--- Entries provided Enclosed Below ---
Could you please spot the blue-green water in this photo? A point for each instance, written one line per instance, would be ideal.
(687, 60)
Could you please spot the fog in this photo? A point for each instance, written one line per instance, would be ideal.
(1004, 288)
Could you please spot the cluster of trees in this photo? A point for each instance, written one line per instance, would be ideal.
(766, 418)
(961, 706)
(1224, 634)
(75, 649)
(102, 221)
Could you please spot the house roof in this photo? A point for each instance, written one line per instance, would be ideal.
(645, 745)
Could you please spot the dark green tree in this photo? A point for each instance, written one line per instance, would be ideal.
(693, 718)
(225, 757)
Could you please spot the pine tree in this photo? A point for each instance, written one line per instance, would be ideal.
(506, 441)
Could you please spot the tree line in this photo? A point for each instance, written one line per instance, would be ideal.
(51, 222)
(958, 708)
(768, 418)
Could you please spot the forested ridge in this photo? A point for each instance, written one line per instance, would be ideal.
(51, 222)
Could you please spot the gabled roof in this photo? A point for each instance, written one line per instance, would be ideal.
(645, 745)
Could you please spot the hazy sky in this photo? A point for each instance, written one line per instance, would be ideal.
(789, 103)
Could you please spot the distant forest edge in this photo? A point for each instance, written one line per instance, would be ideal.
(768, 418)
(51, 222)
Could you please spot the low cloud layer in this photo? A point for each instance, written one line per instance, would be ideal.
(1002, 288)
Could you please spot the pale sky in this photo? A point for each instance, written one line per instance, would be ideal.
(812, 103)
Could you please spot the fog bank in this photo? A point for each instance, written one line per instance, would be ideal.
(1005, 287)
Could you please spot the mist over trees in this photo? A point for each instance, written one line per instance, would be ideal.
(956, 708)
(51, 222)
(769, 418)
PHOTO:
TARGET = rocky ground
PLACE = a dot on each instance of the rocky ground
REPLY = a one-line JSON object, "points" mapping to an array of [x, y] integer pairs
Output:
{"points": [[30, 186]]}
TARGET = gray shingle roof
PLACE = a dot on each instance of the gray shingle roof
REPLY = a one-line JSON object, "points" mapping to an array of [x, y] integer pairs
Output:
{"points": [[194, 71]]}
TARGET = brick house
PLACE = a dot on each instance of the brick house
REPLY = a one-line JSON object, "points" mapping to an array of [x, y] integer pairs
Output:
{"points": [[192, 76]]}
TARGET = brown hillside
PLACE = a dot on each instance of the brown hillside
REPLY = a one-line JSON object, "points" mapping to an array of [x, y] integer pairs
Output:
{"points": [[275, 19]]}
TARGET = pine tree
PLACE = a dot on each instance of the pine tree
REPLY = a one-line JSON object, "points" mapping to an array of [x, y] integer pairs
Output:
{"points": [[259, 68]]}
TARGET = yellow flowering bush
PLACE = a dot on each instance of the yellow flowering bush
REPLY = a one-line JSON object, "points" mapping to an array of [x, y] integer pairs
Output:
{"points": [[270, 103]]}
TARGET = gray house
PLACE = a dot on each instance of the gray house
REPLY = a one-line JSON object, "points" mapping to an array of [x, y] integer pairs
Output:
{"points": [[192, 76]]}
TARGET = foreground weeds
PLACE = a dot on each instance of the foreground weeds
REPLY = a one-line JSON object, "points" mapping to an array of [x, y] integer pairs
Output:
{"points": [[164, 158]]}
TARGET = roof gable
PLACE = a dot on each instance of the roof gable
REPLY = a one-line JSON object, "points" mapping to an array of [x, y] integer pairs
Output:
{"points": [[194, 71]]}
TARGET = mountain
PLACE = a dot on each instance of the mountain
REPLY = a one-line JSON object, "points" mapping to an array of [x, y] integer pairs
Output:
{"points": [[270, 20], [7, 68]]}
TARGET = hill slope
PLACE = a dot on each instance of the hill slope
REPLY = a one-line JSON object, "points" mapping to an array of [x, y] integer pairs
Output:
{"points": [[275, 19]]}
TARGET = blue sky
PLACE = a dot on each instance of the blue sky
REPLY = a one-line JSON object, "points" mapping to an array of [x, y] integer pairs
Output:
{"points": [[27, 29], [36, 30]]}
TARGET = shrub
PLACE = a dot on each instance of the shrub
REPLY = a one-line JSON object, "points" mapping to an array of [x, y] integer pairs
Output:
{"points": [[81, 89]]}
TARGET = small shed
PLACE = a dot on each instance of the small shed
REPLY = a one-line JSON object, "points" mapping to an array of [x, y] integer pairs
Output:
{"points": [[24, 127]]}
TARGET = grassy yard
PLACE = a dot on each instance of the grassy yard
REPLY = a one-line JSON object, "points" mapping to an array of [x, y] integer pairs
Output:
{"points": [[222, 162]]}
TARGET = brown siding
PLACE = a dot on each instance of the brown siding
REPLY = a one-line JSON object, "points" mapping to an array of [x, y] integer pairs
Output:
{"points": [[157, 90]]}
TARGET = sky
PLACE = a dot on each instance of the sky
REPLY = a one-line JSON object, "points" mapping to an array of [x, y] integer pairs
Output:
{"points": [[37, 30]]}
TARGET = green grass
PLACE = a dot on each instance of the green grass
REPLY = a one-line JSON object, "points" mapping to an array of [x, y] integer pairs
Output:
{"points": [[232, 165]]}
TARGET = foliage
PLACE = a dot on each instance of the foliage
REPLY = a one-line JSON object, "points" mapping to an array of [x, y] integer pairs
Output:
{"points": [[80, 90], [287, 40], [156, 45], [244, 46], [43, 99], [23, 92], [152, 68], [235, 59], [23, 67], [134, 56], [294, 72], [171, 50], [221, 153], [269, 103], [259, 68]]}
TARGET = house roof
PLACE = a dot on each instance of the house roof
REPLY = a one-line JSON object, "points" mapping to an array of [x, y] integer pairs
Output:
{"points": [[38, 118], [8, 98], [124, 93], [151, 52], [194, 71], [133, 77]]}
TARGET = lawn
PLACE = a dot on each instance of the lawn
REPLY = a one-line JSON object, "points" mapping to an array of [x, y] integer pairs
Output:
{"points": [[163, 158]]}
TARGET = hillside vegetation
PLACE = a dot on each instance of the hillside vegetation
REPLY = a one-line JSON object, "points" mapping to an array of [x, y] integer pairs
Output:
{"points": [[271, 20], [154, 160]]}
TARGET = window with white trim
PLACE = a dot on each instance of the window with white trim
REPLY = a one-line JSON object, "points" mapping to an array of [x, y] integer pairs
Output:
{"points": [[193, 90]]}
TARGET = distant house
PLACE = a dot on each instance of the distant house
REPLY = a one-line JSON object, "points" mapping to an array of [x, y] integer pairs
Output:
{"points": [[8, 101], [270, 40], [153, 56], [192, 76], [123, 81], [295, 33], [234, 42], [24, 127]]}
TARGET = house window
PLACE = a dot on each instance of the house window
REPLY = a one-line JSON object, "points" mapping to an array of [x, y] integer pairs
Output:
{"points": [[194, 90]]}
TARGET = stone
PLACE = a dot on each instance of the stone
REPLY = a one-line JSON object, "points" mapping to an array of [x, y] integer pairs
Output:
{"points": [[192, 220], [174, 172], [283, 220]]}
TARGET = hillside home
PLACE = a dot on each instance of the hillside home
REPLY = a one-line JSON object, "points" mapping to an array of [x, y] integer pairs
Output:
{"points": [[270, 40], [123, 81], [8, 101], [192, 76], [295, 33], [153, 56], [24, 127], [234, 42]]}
--- End of Enclosed Entries provided ---
Work task: A faithful retyping of every entry above is the task.

Worked solution:
Could you please spot the blue-green water in this photo? A point for each instance, written one line per instance, would be ideal.
(687, 60)
Could you please spot the fog in this photo? A point for each instance, written one line per instance, would be ideal.
(1004, 288)
Could you please spot the cluster of trees in this photo? A point for each instance, written one line per instance, would be ideal.
(766, 418)
(961, 706)
(1224, 634)
(75, 649)
(102, 221)
Could you please spot the house roof in this photo? A point for each instance, written one line per instance, would be ideal.
(645, 745)
Could you please spot the dark green tree in this photo? A point for each instance, written one line per instance, would be ideal.
(693, 718)
(225, 757)
Could you please spot the pine tree in this photo? A point for each instance, written one line per instance, would be ideal.
(506, 441)
Could you please spot the tree line in this photo? A point for each instance, written one line per instance, would be ideal.
(51, 222)
(958, 708)
(768, 418)
Could you please spot the forested ridge in this photo? A point for each instance, written one line per instance, would be ideal.
(51, 222)
Could you please spot the gabled roof in this photo? A point for each instance, written one line per instance, would be ideal.
(645, 745)
Could you please spot the hazy sky in this photo? A point for each instance, written one line per instance, would be ideal.
(789, 103)
Could you please spot the distant forest edge in this photo? A point for each instance, written one line per instance, would be ideal.
(768, 418)
(51, 222)
Could you please spot the low cloud layer in this photo? A point for each instance, written one line per instance, would be ideal.
(1002, 288)
Could you please spot the pale sky in this photo? A point for each instance, written one line per instance, would be ideal.
(812, 103)
Could you please spot the fog bank in this photo? A point for each instance, written one line per instance, would be ideal.
(1005, 287)
Could you please spot the mist over trees in this photo? A point for each instance, written one line per instance, would be ideal.
(956, 708)
(51, 222)
(769, 418)
PHOTO:
TARGET = rocky ground
PLACE = a dot on each instance of the rocky ground
REPLY = a one-line JSON object, "points" mapping to an array of [x, y] integer pairs
Output:
{"points": [[30, 186]]}
TARGET = gray shingle roof
PLACE = a dot on each instance of the gray shingle roof
REPLY = a one-line JSON object, "points" mapping to an array of [x, y] integer pairs
Output:
{"points": [[194, 71]]}
TARGET = brick house
PLACE = a dot on each instance of the brick house
REPLY = a one-line JSON object, "points" mapping to an array of [x, y] integer pairs
Output:
{"points": [[192, 76]]}
TARGET = brown hillside
PLACE = a dot on each instance of the brown hillside
REPLY = a one-line JSON object, "points" mapping to an array of [x, y] integer pairs
Output:
{"points": [[275, 19]]}
TARGET = pine tree
PLACE = a dot on each instance of the pine tree
REPLY = a one-line JSON object, "points" mapping to an array of [x, y] integer pairs
Output:
{"points": [[259, 68]]}
TARGET = yellow flowering bush
PLACE = a dot on each instance of the yellow flowering bush
REPLY = a one-line JSON object, "points" mapping to an array of [x, y] integer pairs
Output:
{"points": [[270, 103]]}
TARGET = gray house
PLACE = a dot on each instance of the gray house
REPLY = a one-line JSON object, "points" mapping to an array of [x, y] integer pairs
Output:
{"points": [[192, 76]]}
TARGET = foreground weeds
PLACE = a dot on each instance of the foreground weeds
REPLY = a one-line JSON object, "points" mapping to an array of [x, y] integer pairs
Output:
{"points": [[164, 158]]}
TARGET = roof gable
PLACE = a dot on each instance of the roof gable
REPLY = a one-line JSON object, "points" mapping to an array of [x, y] integer pairs
Output:
{"points": [[194, 71]]}
TARGET = mountain
PLACE = a dot on each instance of the mountain
REPLY = a one-line JSON object, "points" mapping to an array of [x, y] integer pairs
Output:
{"points": [[270, 20], [7, 68]]}
TARGET = hill slope
PLACE = a dot on each instance of the hill slope
REPLY = a one-line JSON object, "points" mapping to an array of [x, y] integer pairs
Output:
{"points": [[275, 19]]}
TARGET = blue sky
PLACE = a dot on each instance of the blue sky
REPLY = a one-line JSON object, "points" mapping to an array of [x, y] integer pairs
Output:
{"points": [[27, 29], [36, 30]]}
TARGET = shrub
PLACE = a dot on each instance of the shrub
REPLY = a one-line JSON object, "points" mapping to an array of [x, y] integer pairs
Output:
{"points": [[81, 89]]}
TARGET = small shed
PLACE = a dot on each instance of the small shed
REPLY = a one-line JSON object, "points" mapping to an array of [x, y] integer pairs
Output:
{"points": [[24, 127]]}
TARGET = grassy yard
PLACE = a dot on each instance of the grassy yard
REPLY = a one-line JSON object, "points" mapping to an array of [x, y] integer pairs
Output:
{"points": [[222, 162]]}
TARGET = brown siding
PLACE = a dot on each instance of the brown siding
REPLY = a one-line JSON object, "points" mapping to an array of [x, y] integer pairs
Output:
{"points": [[157, 90]]}
TARGET = sky
PLACE = a dot on each instance of the sky
REPLY = a one-line JSON object, "points" mapping to an array of [x, y] integer pairs
Output:
{"points": [[37, 30]]}
TARGET = green grass
PLACE = a dot on each instance of the green grass
REPLY = a one-line JSON object, "points" mapping to an array of [x, y] integer pairs
Output:
{"points": [[232, 165]]}
TARGET = foliage
PLACE = a dot on each instance of the foliage
REPLY = a one-line JSON object, "points" mapping to an array of [x, y] integer pairs
Output:
{"points": [[80, 90], [287, 40], [156, 45], [244, 46], [43, 99], [23, 92], [152, 68], [235, 59], [23, 67], [134, 56], [294, 72], [171, 50], [221, 153], [269, 103], [259, 68]]}
TARGET = house roof
PLACE = a dot on each instance of the house roof
REPLY = a one-line JSON object, "points" mapping to an array of [x, y] integer pairs
Output:
{"points": [[38, 118], [8, 98], [124, 93], [151, 52], [194, 71], [133, 77]]}
TARGET = lawn
PLACE = a dot on each instance of the lawn
REPLY = a one-line JSON object, "points" mapping to an array of [x, y] integer pairs
Output:
{"points": [[163, 158]]}
TARGET = hillside vegetation
PLACE = a dot on each instance of the hillside vegetation
REPLY = a one-line JSON object, "points" mapping to an array of [x, y] integer pairs
Output:
{"points": [[271, 20], [154, 160]]}
TARGET = window with white trim
PLACE = a dot on each instance of the window with white trim
REPLY = a one-line JSON object, "points" mapping to an array of [x, y] integer pairs
Output:
{"points": [[193, 90]]}
TARGET = distant house
PLACE = a dot on each instance of the distant house
REPLY = a one-line JSON object, "points" mapping to an array of [x, y] integer pairs
Output:
{"points": [[8, 101], [270, 40], [153, 56], [192, 76], [123, 81], [295, 33], [234, 42], [24, 127]]}
TARGET = house window
PLACE = a dot on each instance of the house window
REPLY = a one-line JSON object, "points" mapping to an array of [x, y] integer pairs
Output:
{"points": [[194, 90]]}
TARGET = stone
PLACE = a dot on each instance of the stone
REPLY = a one-line JSON object, "points" mapping to an array of [x, y] integer pairs
Output:
{"points": [[192, 220], [174, 172], [283, 220]]}
TARGET = hillside home
PLACE = a dot on each instance of the hillside home
REPLY = a one-line JSON object, "points" mapping to an array of [x, y] integer pairs
Output:
{"points": [[270, 40], [123, 81], [8, 101], [192, 76], [295, 33], [153, 56], [24, 127], [234, 42]]}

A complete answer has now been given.